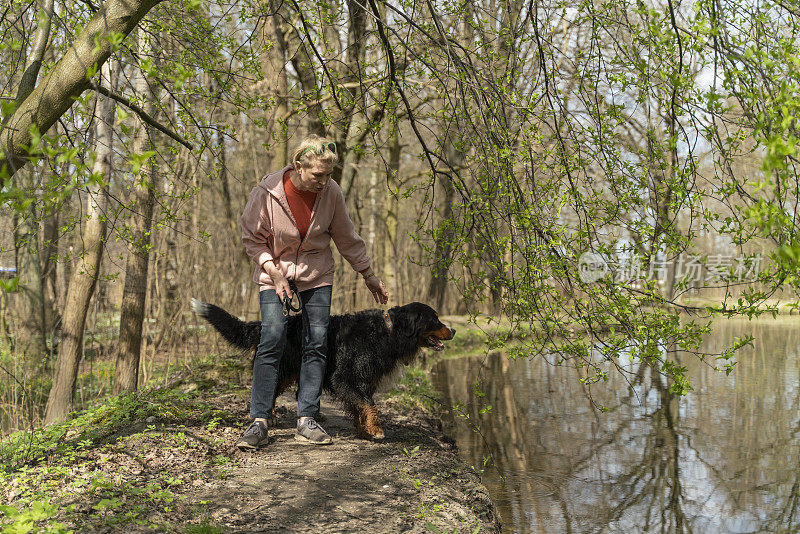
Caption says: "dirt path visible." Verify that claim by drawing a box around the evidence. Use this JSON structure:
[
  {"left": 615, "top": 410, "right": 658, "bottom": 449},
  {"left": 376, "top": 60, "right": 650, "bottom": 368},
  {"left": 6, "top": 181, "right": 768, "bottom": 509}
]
[
  {"left": 187, "top": 396, "right": 497, "bottom": 532},
  {"left": 0, "top": 363, "right": 498, "bottom": 534}
]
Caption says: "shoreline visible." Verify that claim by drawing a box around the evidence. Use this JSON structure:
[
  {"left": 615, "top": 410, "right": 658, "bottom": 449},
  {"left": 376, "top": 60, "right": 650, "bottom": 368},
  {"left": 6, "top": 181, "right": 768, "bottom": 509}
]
[{"left": 0, "top": 364, "right": 499, "bottom": 533}]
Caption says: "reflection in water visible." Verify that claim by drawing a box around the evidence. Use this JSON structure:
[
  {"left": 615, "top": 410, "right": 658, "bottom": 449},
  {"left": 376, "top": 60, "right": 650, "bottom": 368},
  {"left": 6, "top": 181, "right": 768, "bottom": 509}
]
[{"left": 433, "top": 319, "right": 800, "bottom": 533}]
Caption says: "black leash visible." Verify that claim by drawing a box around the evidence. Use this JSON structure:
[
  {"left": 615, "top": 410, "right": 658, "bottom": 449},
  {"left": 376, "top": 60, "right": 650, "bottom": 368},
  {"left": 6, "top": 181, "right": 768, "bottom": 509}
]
[{"left": 283, "top": 280, "right": 303, "bottom": 317}]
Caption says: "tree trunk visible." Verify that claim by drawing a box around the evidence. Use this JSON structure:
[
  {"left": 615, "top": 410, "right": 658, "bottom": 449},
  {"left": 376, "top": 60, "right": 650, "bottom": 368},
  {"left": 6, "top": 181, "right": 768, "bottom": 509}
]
[
  {"left": 260, "top": 11, "right": 289, "bottom": 170},
  {"left": 14, "top": 193, "right": 47, "bottom": 360},
  {"left": 0, "top": 0, "right": 162, "bottom": 175},
  {"left": 114, "top": 30, "right": 157, "bottom": 393},
  {"left": 45, "top": 59, "right": 115, "bottom": 424}
]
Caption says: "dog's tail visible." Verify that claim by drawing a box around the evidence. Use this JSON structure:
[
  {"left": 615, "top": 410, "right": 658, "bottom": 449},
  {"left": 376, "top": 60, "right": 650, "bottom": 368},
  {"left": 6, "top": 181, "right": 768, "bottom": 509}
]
[{"left": 192, "top": 299, "right": 261, "bottom": 349}]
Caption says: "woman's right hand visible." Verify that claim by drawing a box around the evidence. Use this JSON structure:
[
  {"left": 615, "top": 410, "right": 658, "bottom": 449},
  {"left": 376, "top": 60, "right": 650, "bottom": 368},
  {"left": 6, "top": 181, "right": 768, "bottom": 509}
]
[{"left": 266, "top": 262, "right": 292, "bottom": 302}]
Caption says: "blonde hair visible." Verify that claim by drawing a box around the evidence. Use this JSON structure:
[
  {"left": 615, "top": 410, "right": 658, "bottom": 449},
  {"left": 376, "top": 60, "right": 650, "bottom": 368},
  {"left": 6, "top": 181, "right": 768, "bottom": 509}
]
[{"left": 291, "top": 134, "right": 339, "bottom": 166}]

□ □ □

#### Work to be completed
Repeat the material above verbatim, with no pictures in the output.

#### Result of the exercise
Caption says: "dirt path visible." Verify that claim by drawing a box around the evidence. Use this JSON structure:
[
  {"left": 615, "top": 410, "right": 658, "bottom": 449},
  {"left": 376, "top": 60, "right": 650, "bottom": 368},
  {"left": 6, "top": 181, "right": 768, "bottom": 509}
]
[
  {"left": 187, "top": 396, "right": 497, "bottom": 532},
  {"left": 0, "top": 363, "right": 498, "bottom": 534}
]
Caption says: "shoreline visible." Verify that claim by drawing a box around the evidence. Use this JSON structure:
[
  {"left": 615, "top": 410, "right": 658, "bottom": 449},
  {"left": 376, "top": 60, "right": 650, "bottom": 368},
  {"left": 6, "top": 181, "right": 768, "bottom": 509}
]
[{"left": 0, "top": 364, "right": 499, "bottom": 533}]
Caption says: "reflection in water visible." Verify that claim by drawing a box around the evidence. Use this JSON structure:
[
  {"left": 615, "top": 410, "right": 658, "bottom": 449},
  {"left": 376, "top": 60, "right": 650, "bottom": 368},
  {"left": 6, "top": 181, "right": 768, "bottom": 509}
]
[{"left": 433, "top": 319, "right": 800, "bottom": 533}]
Caption says: "black leash visible." Verify that claim by drawing a box around the evidence. Use this JSON structure:
[
  {"left": 615, "top": 410, "right": 658, "bottom": 449},
  {"left": 376, "top": 60, "right": 650, "bottom": 368},
  {"left": 6, "top": 181, "right": 768, "bottom": 509}
]
[{"left": 283, "top": 280, "right": 303, "bottom": 317}]
Caption says: "tree trunk visible." Verify that claim by drawing a box around the evidence. Use this JSON structure:
[
  {"left": 615, "top": 410, "right": 658, "bottom": 449},
  {"left": 376, "top": 60, "right": 650, "bottom": 368},
  {"left": 6, "top": 181, "right": 768, "bottom": 509}
]
[
  {"left": 260, "top": 11, "right": 289, "bottom": 170},
  {"left": 14, "top": 193, "right": 47, "bottom": 360},
  {"left": 0, "top": 0, "right": 162, "bottom": 175},
  {"left": 114, "top": 30, "right": 157, "bottom": 393},
  {"left": 45, "top": 59, "right": 115, "bottom": 424}
]
Caption says: "dog's tail visible." Verify that claim by drawing a box around the evidence. Use this JSON structure:
[
  {"left": 615, "top": 410, "right": 658, "bottom": 449},
  {"left": 376, "top": 60, "right": 650, "bottom": 368},
  {"left": 6, "top": 181, "right": 768, "bottom": 509}
]
[{"left": 192, "top": 299, "right": 261, "bottom": 349}]
Caption says: "woman's right hand visible." Verify that claim by drawing a box around the evidence. Use this JSON structure:
[
  {"left": 615, "top": 410, "right": 658, "bottom": 449},
  {"left": 376, "top": 60, "right": 650, "bottom": 368},
  {"left": 6, "top": 181, "right": 768, "bottom": 509}
]
[{"left": 266, "top": 262, "right": 292, "bottom": 302}]
Caption says: "blonde hair visible." Verify that claim by drawing a box around the evidence. Use this JSON structure:
[
  {"left": 615, "top": 410, "right": 658, "bottom": 449},
  {"left": 376, "top": 60, "right": 650, "bottom": 368},
  {"left": 6, "top": 181, "right": 768, "bottom": 509}
]
[{"left": 291, "top": 134, "right": 339, "bottom": 166}]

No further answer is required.